* Extrahierter Text
Das Problem liegt auch in den Köpfen

Interview mit Umweltexperte Ernst Ulrich von Weizsäcker

Einen der führenden Vordenkern zum Thema nachhaltige Entwicklung haben die Stipendiaten des DAAD-Masterstudiengangs „Environmental Governance“ zu ihrer Freiburger Konferenz eingeladen: Professor Ernst Ulrich von Weizsäcker. Der Physiker und Biologe war Direktor des UNO Zentrums für Wissenschaft und Technologie in New York und des Instituts für Europäische Umweltpolitik. Als Gründungspräsident baute er das Wuppertal Institut für Klima, Umwelt und Energie mit auf. Von Weizsäcker macht sich in seinem neuen Buch „Faktor Fünf“ für zukunftssicheres, umweltschonendes Wirtschaften stark.

In Freiburg geht es um die Frage, wie ein Wandel zu mehr Nachhaltigkeit gelingen kann. Ihre Antwort dazu lautet: Ressourcen effektiver nutzen und damit größeren Wohlstand erreichen. Funktioniert das?

* Erforderliche Schritte
a - Welches Institut hat Ernst Ulrich von Weizsäcker laut dem Interview mit ihm als Gründungspräsident mit aufgebaut?
b - Greifen Sie das Interview mit Ernst Ulrich von Weizsäcker nach seiner letzten Frage auf und setzen Sie es fort.

* Gespeicherte Dateneinträge
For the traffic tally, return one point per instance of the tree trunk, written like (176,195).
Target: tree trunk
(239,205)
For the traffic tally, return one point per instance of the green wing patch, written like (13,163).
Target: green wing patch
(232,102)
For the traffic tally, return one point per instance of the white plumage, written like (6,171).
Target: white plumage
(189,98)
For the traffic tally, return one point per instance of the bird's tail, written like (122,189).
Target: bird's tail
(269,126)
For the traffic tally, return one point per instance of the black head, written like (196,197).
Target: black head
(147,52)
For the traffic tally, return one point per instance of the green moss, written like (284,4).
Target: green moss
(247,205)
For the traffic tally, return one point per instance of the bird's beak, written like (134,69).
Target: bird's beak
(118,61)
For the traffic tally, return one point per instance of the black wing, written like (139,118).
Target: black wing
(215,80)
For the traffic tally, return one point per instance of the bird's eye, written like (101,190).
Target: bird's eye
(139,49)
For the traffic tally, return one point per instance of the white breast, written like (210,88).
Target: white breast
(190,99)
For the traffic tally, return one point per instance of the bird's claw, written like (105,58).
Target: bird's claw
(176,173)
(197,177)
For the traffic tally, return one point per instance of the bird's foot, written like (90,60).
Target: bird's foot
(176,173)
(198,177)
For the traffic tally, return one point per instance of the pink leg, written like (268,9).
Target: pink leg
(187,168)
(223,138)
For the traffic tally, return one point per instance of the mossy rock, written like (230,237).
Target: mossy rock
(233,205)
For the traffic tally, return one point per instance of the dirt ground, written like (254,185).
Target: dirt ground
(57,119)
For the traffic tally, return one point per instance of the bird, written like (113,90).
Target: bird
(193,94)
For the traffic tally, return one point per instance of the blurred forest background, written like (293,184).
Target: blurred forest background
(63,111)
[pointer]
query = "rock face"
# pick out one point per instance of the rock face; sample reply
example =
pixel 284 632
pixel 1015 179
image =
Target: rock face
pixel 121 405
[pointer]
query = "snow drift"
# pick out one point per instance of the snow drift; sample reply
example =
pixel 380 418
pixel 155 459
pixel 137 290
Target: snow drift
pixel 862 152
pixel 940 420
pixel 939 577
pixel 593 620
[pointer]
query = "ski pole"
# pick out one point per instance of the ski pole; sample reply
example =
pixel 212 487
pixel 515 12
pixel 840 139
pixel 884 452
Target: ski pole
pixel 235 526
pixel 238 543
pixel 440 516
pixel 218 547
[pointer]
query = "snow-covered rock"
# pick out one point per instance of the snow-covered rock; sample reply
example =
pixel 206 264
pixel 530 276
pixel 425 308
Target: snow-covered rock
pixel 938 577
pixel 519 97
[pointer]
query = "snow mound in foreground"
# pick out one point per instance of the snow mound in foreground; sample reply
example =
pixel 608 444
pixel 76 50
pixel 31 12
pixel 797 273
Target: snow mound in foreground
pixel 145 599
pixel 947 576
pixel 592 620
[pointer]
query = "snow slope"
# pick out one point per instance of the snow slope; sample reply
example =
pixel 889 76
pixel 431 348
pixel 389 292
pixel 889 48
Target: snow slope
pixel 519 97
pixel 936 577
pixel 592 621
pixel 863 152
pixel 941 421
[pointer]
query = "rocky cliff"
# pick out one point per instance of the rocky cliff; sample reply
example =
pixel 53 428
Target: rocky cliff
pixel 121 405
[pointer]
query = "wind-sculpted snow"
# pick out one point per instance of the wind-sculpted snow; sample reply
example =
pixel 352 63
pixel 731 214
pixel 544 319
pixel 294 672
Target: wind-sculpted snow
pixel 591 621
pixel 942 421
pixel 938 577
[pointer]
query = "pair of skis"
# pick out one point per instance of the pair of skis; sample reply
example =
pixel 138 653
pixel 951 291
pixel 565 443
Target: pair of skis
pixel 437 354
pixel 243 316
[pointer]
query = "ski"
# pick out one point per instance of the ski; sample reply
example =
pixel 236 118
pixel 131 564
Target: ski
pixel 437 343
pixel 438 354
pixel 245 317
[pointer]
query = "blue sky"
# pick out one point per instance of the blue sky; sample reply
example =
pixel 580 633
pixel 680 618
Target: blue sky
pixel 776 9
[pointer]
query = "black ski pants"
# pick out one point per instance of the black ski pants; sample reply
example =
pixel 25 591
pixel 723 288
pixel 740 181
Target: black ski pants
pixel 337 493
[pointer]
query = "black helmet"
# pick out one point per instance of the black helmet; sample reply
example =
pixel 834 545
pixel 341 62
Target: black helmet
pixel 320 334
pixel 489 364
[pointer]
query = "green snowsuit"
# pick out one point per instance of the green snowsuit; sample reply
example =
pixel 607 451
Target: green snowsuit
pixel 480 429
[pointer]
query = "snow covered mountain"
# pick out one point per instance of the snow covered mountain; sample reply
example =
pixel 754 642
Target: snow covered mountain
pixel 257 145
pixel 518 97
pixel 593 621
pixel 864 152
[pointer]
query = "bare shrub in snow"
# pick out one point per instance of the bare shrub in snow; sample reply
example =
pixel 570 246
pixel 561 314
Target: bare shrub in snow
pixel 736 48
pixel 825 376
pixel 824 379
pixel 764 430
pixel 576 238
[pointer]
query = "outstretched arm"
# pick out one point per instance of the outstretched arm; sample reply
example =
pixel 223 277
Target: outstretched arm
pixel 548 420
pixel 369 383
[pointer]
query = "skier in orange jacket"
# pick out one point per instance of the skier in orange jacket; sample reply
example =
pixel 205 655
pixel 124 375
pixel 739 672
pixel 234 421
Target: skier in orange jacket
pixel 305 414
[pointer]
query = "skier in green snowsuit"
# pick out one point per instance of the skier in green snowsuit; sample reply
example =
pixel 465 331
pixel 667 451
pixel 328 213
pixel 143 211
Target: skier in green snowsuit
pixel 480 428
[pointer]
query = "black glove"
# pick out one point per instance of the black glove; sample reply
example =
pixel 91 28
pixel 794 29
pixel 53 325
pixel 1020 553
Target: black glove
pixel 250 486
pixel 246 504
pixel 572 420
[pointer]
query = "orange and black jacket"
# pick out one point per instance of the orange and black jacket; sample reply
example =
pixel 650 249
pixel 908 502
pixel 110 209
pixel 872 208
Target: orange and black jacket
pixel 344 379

* Ergebnisse je Aufgabe
a - Das Wuppertal Institut für Klima, Umwelt und Energie.

b -
Ernst Ulrich von Weizsäcker: Mathematisch-technisch betrachtet ist das möglich. Die weltweite Ressourcenproduktivität ließe sich um mindestens 75 bis 80 Prozent steigern. Dort, wo am meisten Treibhausgas ausgestoßen wird – Gebäude, Industrie, Landwirtschaft und Verkehr – könnte man aus einer Kilowattstunde fünfmal soviel Wohlstand herausholen. Das Problem liegt in den Köpfen und in den ökonomischen Rahmenbedingungen. In den USA wurde zum Beispiel schon vor 20 Jahren ein Auto entwickelt, das nur 1,5 Liter Kraftstoff auf 100 Kilometern verbraucht. Trotzdem ist nicht dieses Auto in Serie gegangen, sondern wahre Spritfresser.

Woran liegt das?

Wir leben in einer Kultur der Verschwendung. Verschwendung wird subventioniert oder zumindest ökonomisch möglich gemacht. Die USA dienen dabei als Vorbild und Länder weltweit eifern ihnen nach. Wir in Europa machen das zwar ein wenig besser, aber noch längst nicht gut genug.

Wie kann man Menschen für mehr Nachhaltigkeit gewinnen?

Das ist schwierig. Unser Wirtschafts- und Gesellschaftssystem baut auf Neid und Egoismus auf und braucht dafür ständig Wachstum. So sind alle Effizienzgewinne immer wieder in Wachstum gegangen. Man nennt das den Rebound- oder Bumerang-Effekt: Wenn ein Mittelklassewagen durch bessere Technik weniger Benzin verbraucht als früher, dann führt das nicht dazu, dass dieser Rohstoff geschont wird. Stattdessen fahren die Leute für gleiches Geld weitere Strecken oder leisten sich ein zusätzliches Auto.

Welche Lösung schlagen Sie vor?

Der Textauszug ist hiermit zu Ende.